> **Vorgegebener Text**
↓
# SINAMICS Umrichter über Profibus ansteuern



## DerDude (21 September 2010)

Hallo,
ich hab bezügl. dem Thema S120 über Profibus ansteuern eine Frage:

Ich möchte einige Antriebe über das Standard Telegramm 1, Pzd 2/2, drehzahlgeregelt steuern.
Nur leider finde ich in keinem pdf die richtigen Steuer- bzw. Rückmeldebits? Eigentlich sollten die doch im S120-Funktionshandbuch recht einfach zu finden sein. Aber ich finde immer nur "Ausschnitte" einzelner Bits und keine Übersicht wo das STW bzw. ZSW genau aufgeschlüsselt wird.
Das zweite Wort im Telegramm dient ja der Sollwertübergabe.

Es wäre super, wenn mir jemand hier mal schnell die Augen öffnen könnte.

Vielen Dank!

Gruß vom S7-Beginner


----------



## RGerlach (21 September 2010)

Hallo S7-Beginner DerDude,

ich habe im Internet unter S120 auch nichts gefunden.

Die Sollwert-/Zustandsworte (Grundfunktion) sind für alle Sinamics gleich.

Suche mal beim Simens-Support bei der G-Reihe (G130 oder G150) nach der Betriebsanleitung - z. B. "SINAMICS G130, Umrichter-Einbaugeräte 75 kW bis 800 kW, Betriebsanleitung, Regelungsausführung V4.3 SP2".
↑
> **Vorgabe**
Führ die Forendiskussion über das Ansteuern von SINAMICS-Umrichtern per Profibus weiter, beginnend direkt nach ihrem letzten Satz.

> **Material**
↓
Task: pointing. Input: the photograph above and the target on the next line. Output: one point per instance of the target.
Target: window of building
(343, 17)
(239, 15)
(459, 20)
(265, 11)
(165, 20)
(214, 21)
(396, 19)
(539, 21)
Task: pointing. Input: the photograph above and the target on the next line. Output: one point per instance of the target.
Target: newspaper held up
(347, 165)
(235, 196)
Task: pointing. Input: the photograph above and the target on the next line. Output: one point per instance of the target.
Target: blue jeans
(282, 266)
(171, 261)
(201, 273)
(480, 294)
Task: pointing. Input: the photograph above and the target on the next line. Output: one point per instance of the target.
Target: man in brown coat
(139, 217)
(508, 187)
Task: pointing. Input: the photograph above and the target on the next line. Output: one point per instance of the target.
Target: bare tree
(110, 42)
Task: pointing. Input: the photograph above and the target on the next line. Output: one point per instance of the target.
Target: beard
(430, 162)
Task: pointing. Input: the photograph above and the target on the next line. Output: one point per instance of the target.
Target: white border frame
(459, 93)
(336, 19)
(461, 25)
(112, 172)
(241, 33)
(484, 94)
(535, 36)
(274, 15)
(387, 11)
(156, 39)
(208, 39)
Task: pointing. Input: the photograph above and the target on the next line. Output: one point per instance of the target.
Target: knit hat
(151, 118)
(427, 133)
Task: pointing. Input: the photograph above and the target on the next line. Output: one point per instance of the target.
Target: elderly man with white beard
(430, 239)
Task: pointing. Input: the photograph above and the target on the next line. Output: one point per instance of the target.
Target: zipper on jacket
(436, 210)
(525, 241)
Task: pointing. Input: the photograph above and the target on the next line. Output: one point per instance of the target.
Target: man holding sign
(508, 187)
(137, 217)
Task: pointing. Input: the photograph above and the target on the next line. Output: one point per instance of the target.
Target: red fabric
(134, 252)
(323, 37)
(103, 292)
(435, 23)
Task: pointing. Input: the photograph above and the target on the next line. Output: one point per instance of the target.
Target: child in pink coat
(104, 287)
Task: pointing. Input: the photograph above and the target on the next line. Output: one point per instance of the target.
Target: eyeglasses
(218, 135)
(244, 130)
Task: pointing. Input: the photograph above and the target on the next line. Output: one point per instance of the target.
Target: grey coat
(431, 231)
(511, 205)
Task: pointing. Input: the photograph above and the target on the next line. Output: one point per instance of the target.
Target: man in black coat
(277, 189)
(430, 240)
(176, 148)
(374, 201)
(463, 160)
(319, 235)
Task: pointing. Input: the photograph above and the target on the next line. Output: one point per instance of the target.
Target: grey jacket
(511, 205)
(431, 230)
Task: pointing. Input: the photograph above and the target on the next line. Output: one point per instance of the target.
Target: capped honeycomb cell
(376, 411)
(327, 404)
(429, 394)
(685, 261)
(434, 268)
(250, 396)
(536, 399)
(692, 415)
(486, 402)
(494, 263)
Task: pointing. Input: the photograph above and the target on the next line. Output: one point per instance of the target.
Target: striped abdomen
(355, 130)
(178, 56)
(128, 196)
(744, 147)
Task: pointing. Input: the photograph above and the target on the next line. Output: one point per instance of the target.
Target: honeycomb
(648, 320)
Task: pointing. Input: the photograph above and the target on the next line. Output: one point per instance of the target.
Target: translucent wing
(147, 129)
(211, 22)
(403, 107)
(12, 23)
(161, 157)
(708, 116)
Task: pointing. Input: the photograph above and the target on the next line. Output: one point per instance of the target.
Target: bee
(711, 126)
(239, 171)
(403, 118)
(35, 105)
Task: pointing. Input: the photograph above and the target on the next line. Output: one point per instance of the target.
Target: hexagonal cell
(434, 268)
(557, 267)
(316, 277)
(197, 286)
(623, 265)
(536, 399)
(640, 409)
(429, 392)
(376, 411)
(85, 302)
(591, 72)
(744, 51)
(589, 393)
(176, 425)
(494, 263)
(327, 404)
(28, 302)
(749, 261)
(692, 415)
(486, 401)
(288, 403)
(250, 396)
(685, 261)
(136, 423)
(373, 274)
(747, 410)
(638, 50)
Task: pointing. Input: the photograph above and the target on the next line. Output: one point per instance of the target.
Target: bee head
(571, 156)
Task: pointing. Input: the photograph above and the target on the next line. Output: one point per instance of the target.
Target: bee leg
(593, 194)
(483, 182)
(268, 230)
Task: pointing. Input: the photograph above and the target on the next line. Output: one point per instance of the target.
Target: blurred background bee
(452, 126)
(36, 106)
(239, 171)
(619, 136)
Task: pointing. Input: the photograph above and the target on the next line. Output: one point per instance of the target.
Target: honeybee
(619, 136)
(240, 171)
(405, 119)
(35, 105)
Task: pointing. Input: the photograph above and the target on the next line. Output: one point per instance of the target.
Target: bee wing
↑
> **Ergebnis**
Im Kapitel 6.6.5 Aufbau Telegramme sind die gesuchten Informationen.

Der Umrichter G150 hat die gleiche CU320, wie die S120.

Ich hoffe, das Du damit arbeiten kannst.

Grüße

Ralph


----------



## Verpolt (21 September 2010)

Hallo,

Vielleicht hilft dir das


http://support.automation.siemens.c...objaction=csview&extranet=standard&viewreg=WW



LG


----------



## DerDude (21 September 2010)

Vielen Dank für die Infos.

Ich hab in der Betriebsanleitung auch etwas gefunden. Leider stand im funktionshabndbuch vom S120 eine andere Bitbelegung.

Hab deshalb mal einen Service Request an siemens angestoßen.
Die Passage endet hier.